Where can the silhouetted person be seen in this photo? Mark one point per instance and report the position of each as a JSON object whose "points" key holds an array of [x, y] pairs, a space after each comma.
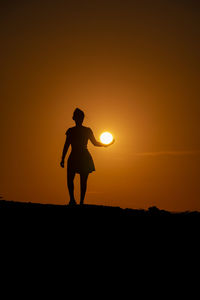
{"points": [[80, 160]]}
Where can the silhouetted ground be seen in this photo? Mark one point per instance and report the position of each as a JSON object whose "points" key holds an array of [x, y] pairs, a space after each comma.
{"points": [[97, 210]]}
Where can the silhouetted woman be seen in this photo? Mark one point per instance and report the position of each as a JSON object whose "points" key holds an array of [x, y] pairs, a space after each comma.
{"points": [[80, 160]]}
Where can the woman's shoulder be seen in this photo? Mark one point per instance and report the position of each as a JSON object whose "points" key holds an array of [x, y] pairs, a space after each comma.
{"points": [[69, 130], [88, 129]]}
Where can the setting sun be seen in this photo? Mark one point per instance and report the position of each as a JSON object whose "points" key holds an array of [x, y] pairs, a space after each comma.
{"points": [[106, 137]]}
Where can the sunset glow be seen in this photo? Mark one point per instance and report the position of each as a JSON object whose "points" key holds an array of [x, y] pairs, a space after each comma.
{"points": [[106, 138]]}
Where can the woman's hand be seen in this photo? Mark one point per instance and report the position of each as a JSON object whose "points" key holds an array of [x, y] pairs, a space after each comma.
{"points": [[106, 145], [62, 163]]}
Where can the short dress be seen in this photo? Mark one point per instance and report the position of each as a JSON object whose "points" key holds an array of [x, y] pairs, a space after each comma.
{"points": [[80, 159]]}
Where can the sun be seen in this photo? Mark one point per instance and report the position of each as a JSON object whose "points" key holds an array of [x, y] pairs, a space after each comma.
{"points": [[106, 138]]}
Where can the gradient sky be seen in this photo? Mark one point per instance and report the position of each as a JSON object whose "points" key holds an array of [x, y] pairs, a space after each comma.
{"points": [[133, 67]]}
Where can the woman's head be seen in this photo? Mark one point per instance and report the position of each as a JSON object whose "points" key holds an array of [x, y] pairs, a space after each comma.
{"points": [[78, 116]]}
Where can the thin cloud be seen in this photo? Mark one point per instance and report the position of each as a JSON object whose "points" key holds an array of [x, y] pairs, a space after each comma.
{"points": [[171, 153]]}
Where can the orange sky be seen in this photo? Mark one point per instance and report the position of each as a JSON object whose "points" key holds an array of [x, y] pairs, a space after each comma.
{"points": [[133, 67]]}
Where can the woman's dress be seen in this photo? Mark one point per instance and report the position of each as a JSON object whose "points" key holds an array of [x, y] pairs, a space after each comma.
{"points": [[80, 159]]}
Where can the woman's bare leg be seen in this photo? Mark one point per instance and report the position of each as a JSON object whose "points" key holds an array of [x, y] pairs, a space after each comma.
{"points": [[83, 178], [70, 184]]}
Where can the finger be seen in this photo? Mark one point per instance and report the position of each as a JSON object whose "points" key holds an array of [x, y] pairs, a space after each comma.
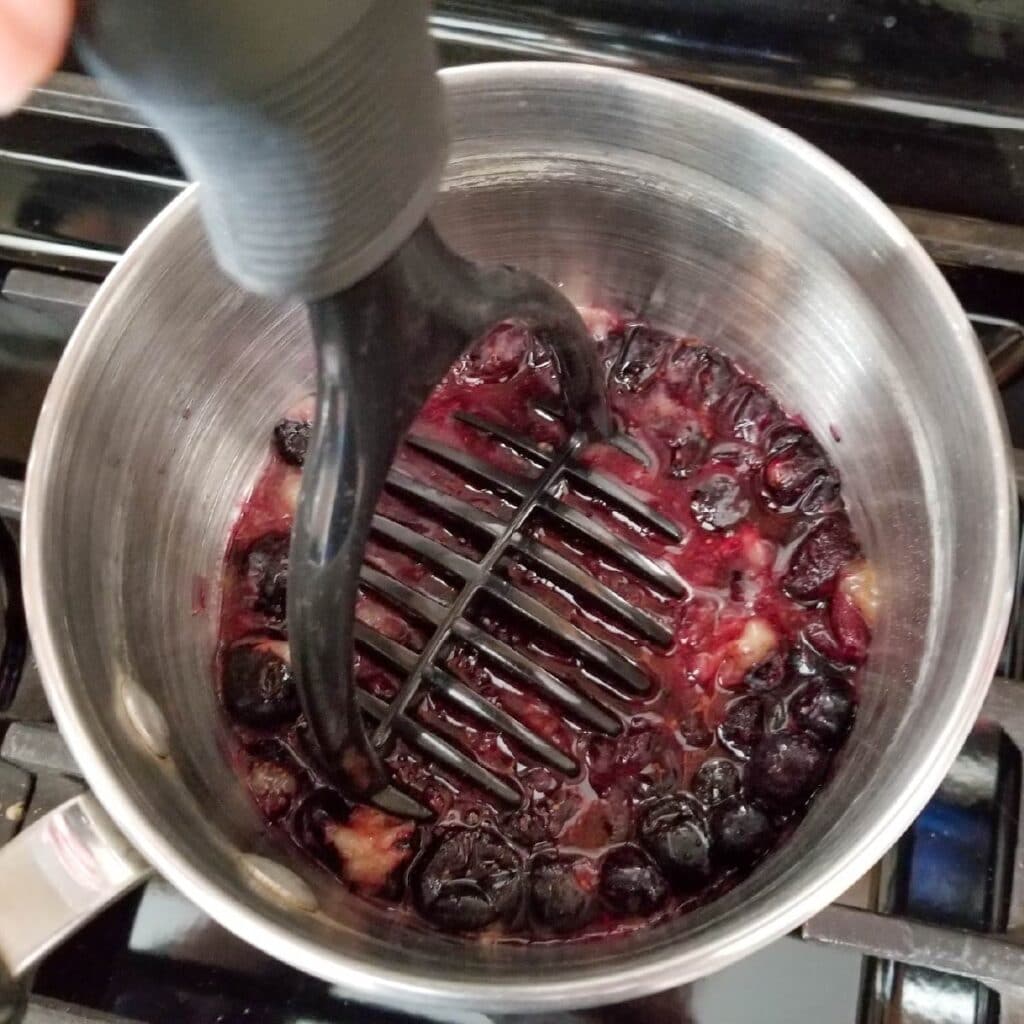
{"points": [[33, 38]]}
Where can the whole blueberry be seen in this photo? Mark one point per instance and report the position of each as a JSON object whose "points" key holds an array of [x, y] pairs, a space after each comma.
{"points": [[740, 833], [556, 898], [785, 768], [265, 565], [715, 781], [742, 726], [258, 687], [322, 808], [631, 882], [291, 437], [825, 708], [818, 559], [675, 834], [468, 881]]}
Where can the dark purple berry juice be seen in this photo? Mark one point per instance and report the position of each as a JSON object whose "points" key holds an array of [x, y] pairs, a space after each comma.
{"points": [[750, 700]]}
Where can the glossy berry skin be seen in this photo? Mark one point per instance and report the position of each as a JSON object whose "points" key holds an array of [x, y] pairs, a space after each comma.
{"points": [[786, 768], [468, 881], [719, 503], [291, 437], [322, 808], [825, 708], [631, 883], [741, 832], [753, 682], [818, 559], [557, 900], [715, 781], [742, 726], [259, 690], [675, 834], [266, 568]]}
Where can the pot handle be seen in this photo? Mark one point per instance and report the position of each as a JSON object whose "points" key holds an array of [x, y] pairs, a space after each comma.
{"points": [[54, 877]]}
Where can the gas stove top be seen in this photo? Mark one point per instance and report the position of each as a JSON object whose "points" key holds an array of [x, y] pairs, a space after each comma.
{"points": [[931, 934]]}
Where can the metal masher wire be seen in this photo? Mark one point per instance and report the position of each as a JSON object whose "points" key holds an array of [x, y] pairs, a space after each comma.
{"points": [[615, 668]]}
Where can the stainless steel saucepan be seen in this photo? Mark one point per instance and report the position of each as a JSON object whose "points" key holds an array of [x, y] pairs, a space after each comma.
{"points": [[635, 195]]}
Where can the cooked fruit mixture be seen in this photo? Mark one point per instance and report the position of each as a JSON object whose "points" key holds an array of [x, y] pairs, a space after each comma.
{"points": [[753, 685]]}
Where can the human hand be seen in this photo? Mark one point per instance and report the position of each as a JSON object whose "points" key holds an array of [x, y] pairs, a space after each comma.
{"points": [[34, 35]]}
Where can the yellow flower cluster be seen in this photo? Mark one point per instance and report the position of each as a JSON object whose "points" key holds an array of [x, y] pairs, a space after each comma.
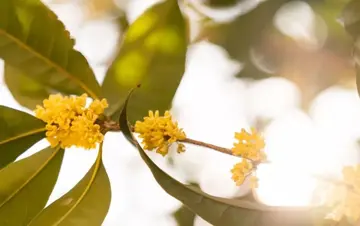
{"points": [[241, 170], [69, 122], [160, 132], [249, 146], [346, 199]]}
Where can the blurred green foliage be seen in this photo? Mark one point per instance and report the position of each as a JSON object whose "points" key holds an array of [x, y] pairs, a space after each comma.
{"points": [[40, 59]]}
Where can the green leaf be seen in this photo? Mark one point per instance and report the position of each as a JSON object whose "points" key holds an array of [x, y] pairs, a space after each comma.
{"points": [[184, 216], [26, 91], [85, 205], [153, 55], [19, 131], [25, 186], [351, 19], [34, 41], [216, 210]]}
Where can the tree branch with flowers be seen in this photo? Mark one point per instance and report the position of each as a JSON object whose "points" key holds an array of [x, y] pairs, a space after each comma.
{"points": [[44, 72]]}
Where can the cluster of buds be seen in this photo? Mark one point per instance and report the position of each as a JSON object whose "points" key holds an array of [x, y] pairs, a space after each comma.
{"points": [[70, 122]]}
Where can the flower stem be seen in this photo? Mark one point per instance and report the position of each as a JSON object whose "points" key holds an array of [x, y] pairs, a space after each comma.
{"points": [[211, 146], [114, 126]]}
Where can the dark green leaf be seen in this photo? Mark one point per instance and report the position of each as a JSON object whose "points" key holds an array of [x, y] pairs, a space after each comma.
{"points": [[85, 205], [153, 55], [34, 41], [19, 131], [25, 186], [220, 211], [26, 91]]}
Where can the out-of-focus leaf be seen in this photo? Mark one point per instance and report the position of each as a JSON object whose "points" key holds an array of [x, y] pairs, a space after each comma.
{"points": [[26, 91], [184, 216], [19, 131], [25, 186], [216, 210], [221, 3], [351, 19], [85, 205], [242, 34], [34, 41], [153, 55]]}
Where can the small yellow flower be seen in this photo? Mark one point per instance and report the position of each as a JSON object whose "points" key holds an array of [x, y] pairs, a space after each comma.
{"points": [[181, 148], [159, 132], [254, 182], [240, 171], [249, 145], [69, 122]]}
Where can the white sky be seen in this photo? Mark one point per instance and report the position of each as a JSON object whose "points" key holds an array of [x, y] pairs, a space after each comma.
{"points": [[211, 105]]}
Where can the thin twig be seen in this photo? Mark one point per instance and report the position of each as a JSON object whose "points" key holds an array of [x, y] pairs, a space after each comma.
{"points": [[114, 126], [211, 146]]}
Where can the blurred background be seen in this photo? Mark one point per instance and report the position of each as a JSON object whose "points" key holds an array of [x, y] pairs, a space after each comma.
{"points": [[281, 66]]}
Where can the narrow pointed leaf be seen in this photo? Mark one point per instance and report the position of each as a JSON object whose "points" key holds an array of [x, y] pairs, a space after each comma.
{"points": [[33, 40], [85, 205], [25, 186], [153, 55], [26, 91], [19, 131], [216, 210]]}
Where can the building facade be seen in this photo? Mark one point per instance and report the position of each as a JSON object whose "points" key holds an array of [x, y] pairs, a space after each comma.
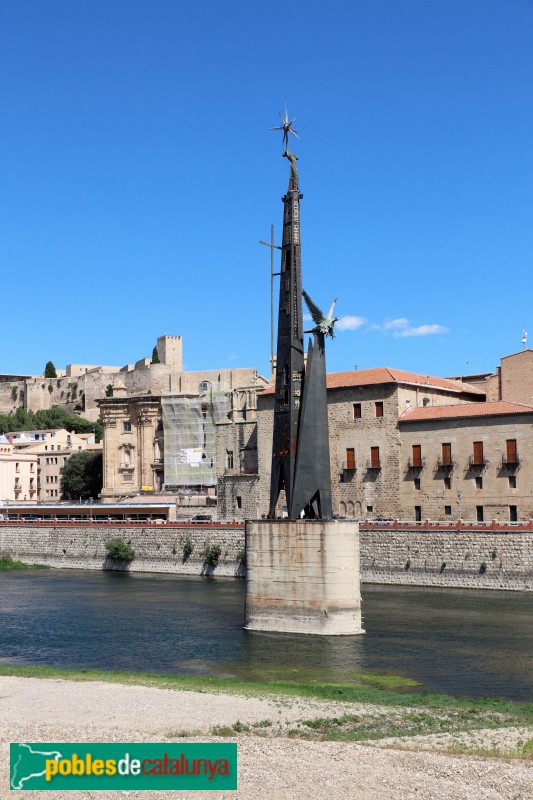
{"points": [[168, 443], [405, 446]]}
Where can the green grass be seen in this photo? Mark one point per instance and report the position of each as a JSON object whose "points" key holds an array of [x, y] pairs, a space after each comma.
{"points": [[392, 714], [8, 563], [345, 692]]}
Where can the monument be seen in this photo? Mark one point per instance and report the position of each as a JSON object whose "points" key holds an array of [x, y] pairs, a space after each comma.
{"points": [[303, 569]]}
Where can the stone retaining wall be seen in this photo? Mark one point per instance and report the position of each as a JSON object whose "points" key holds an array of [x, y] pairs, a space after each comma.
{"points": [[481, 559], [157, 548]]}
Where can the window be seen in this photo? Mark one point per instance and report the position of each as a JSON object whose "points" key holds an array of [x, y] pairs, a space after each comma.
{"points": [[446, 456], [478, 454], [511, 451], [417, 455], [350, 458]]}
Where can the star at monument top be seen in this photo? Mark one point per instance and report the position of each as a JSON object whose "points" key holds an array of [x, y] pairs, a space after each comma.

------

Your goal: Render the records as a Markdown table with the columns Row and Line, one numbered row per line, from the line containing "Where can the window" through the end of the records, both ends included. Leave out blank lines.

Correct output:
| Row | Line |
|---|---|
| 1 | Where can the window be seen in this photo? Mark one point per instance and report the position of each as a JSON object whose "points" key holds an array of [x, y] pairs, a space after each comma. |
| 2 | {"points": [[446, 456], [478, 454], [511, 451], [417, 455], [350, 458]]} |
| 3 | Where can the star at monument top be seen in this photo? Mark one point per instance and report the position of each as a JSON object whose "points" key holds an array of [x, y] pairs, a space after each comma. |